## WHAT YOU HAVE TO DO
Copy out every line of the material below word for word, without changing anything.
►
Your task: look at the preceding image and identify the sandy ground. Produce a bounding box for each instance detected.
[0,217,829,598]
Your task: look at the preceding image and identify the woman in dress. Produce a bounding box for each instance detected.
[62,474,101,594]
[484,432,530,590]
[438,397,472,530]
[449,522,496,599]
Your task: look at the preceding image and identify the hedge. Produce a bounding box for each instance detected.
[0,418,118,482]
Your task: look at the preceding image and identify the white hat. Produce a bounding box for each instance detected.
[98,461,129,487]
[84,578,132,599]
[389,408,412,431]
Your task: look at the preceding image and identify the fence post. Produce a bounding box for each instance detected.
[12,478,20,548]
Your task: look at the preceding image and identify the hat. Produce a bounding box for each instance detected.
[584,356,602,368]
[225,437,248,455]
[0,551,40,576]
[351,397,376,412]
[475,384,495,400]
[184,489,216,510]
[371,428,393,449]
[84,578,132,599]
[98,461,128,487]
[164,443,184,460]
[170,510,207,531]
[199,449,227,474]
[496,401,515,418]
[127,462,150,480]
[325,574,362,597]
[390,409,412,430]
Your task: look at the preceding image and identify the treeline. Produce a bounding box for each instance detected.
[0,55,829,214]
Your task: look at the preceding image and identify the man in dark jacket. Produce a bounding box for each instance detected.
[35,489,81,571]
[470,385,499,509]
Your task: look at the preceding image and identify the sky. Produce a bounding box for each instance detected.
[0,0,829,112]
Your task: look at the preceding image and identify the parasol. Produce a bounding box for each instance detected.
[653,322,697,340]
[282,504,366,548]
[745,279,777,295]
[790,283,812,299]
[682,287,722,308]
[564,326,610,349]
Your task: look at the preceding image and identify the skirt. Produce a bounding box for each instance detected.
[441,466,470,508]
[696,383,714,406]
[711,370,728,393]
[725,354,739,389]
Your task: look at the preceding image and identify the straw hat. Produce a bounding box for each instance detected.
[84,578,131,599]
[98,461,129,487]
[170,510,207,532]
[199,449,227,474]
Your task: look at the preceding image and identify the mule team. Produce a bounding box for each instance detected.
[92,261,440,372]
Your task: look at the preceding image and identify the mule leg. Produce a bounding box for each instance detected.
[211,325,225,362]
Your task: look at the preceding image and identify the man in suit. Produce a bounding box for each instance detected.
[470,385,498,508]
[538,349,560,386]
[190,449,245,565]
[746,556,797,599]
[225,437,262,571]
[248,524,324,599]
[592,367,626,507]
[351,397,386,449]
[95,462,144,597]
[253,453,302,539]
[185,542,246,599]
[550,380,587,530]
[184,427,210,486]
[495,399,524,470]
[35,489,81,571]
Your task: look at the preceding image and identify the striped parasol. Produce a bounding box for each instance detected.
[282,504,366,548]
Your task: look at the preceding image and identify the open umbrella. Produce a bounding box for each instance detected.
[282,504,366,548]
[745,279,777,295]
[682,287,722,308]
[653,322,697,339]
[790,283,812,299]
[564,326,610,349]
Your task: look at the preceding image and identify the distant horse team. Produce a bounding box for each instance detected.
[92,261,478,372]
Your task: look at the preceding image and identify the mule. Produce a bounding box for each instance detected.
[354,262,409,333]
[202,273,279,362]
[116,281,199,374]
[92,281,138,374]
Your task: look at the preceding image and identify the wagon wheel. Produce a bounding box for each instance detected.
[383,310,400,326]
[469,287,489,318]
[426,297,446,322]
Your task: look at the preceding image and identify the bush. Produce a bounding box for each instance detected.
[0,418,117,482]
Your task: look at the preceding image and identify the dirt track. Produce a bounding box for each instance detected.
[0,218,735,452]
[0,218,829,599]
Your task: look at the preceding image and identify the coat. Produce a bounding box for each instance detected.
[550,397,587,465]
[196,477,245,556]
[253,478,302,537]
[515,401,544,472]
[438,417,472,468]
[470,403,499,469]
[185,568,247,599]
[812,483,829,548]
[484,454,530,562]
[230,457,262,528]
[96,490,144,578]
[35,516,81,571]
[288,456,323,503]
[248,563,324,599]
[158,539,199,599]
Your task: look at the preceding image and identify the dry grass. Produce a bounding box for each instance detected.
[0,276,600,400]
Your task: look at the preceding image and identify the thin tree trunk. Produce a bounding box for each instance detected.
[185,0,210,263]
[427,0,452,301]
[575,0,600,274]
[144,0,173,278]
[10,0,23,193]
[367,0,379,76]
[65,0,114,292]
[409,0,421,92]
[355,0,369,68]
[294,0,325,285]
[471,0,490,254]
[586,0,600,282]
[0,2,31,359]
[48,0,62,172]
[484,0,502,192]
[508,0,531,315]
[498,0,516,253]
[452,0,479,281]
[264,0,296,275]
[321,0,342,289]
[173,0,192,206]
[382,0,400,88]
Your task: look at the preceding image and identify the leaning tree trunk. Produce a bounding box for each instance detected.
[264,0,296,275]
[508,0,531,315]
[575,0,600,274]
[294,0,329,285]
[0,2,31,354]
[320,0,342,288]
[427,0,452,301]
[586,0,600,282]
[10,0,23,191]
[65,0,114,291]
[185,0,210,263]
◄
## EXERCISE RESULT
Your task: look at the preceding image and identify the sandy ground. Produce a bounding box for each instance detected.
[0,217,829,598]
Your task: look at the preceding image and identify the woman in dress. Produce a bounding box for each instance detected.
[62,474,101,594]
[484,432,530,590]
[438,397,472,530]
[449,522,496,599]
Your task: look at the preceding image and identify the hedge. Produce a bounding box for each instance detected.
[0,418,118,482]
Your task: look at the preceding image and identify the white hat. Produce a bounding box for each instance detected.
[98,461,129,487]
[84,578,132,599]
[389,408,412,431]
Your task: look at the preceding image and identify the fence post. Produce a bounding box for each instance detected.
[12,478,20,548]
Your task: look at the preceding image and identify the hat. Produce a bounding box for each instance detected.
[584,356,602,368]
[225,437,248,455]
[0,551,40,576]
[351,397,376,412]
[475,384,495,400]
[184,489,216,510]
[371,428,393,449]
[84,578,132,599]
[98,461,128,487]
[164,443,184,460]
[170,510,207,531]
[199,449,227,474]
[496,401,515,418]
[127,462,150,480]
[325,574,362,597]
[390,409,412,430]
Your task: look at the preceding image and identify the treeline. Produce a bounding box for each instance detected.
[0,55,829,214]
Your task: look at the preceding image and identify the man in dark jacket. Produce a bounding box for each instance detected.
[35,489,81,571]
[470,385,499,509]
Your task: look at the preceding image and identify the sky. Produce a bounding box for each instance detected.
[0,0,829,112]
Your task: look at the preceding image and identify the parasol. Produce a bounding box for each instance detected.
[653,322,697,340]
[282,504,366,548]
[745,279,777,295]
[790,283,812,299]
[682,287,722,308]
[564,326,610,349]
Your task: look at the preceding image and identify the skirt. Produce a bounding box for each instance detected.
[441,466,470,508]
[696,383,714,406]
[711,370,728,393]
[725,354,739,389]
Your task: look at the preceding image and identify the straw hat. Produce a bounding box for each instance detected.
[84,578,131,599]
[98,461,129,487]
[170,510,207,532]
[199,449,227,474]
Your task: look at the preceding image and identify the mule team. Produce a bounding box for each instance detected.
[92,261,440,372]
Your task: look at the preceding image and identify the mule leg. Produce a bounding box for each instance detected.
[211,325,225,362]
Your task: look at the preceding image and identify the man in suit. Produce a bounding box for each instance detected.
[470,385,498,508]
[538,349,560,386]
[190,449,245,565]
[746,556,797,599]
[225,437,262,571]
[248,524,324,599]
[592,367,626,507]
[351,397,386,449]
[95,462,144,597]
[253,453,302,539]
[185,542,246,599]
[550,380,587,530]
[184,427,210,486]
[495,399,524,470]
[35,489,81,571]
Your task: look at the preceding image and identify the striped parasol. Produce a bounding box for each instance detected.
[282,504,366,548]
Your task: look at the preceding image and identify the open umbrella. Produce a bounding box for each instance detected.
[282,504,366,548]
[745,279,777,295]
[682,287,722,308]
[653,322,697,339]
[790,283,812,299]
[564,326,610,349]
Your task: look at the preceding image and identify the distant horse team. Produce a bounding box for each instance detected.
[92,261,478,372]
Your task: look at the preceding image and identify the mule. Produce a bounding box for each instance detected.
[354,262,409,333]
[202,273,279,362]
[116,281,199,374]
[92,281,138,374]
Your task: look at the preceding image and identify the wagon wheel. Produce a bounding box for each instance detected.
[383,310,400,326]
[469,287,489,318]
[426,297,446,322]
Your task: look at the preceding image and identify the bush. Produce a bounding box for each instance detected.
[0,418,117,482]
Your task: look at the preceding image and identify the dirt track. Produce a bounding box for each instance detected.
[0,218,735,452]
[0,218,829,599]
Your task: look at the preceding image and identify the coat. Produce a bounding box for each instance detected.
[550,397,587,465]
[196,477,245,556]
[253,478,302,537]
[515,401,544,472]
[438,417,472,468]
[470,403,499,469]
[185,568,247,599]
[812,483,829,548]
[484,454,530,562]
[230,457,262,528]
[96,490,144,578]
[35,516,81,571]
[288,456,323,503]
[248,563,324,599]
[158,539,199,599]
Your task: look at the preceding image and identify the dry grass. Produce a bounding box for each instance detected.
[0,276,600,400]
Your task: look at the preceding image and identify the thin tree trunk. Produce a bounding box for each instance detected.
[185,0,210,263]
[427,0,452,301]
[575,0,600,274]
[144,0,173,278]
[10,0,23,193]
[367,0,379,76]
[65,0,114,292]
[409,0,421,92]
[355,0,369,68]
[294,0,325,285]
[471,0,490,254]
[586,0,600,282]
[0,2,31,359]
[48,0,62,172]
[484,0,502,192]
[508,0,531,315]
[498,0,516,253]
[452,0,479,281]
[264,0,296,275]
[321,0,342,289]
[173,0,192,206]
[382,0,400,88]
Your task: look at the preceding image and identify the leaning tree trunk. Produce a bounding box for each instance detected.
[264,0,296,275]
[508,0,531,315]
[575,0,600,274]
[294,0,329,285]
[0,2,31,354]
[320,0,342,288]
[427,0,452,301]
[586,0,600,282]
[10,0,23,191]
[65,0,114,291]
[185,0,210,263]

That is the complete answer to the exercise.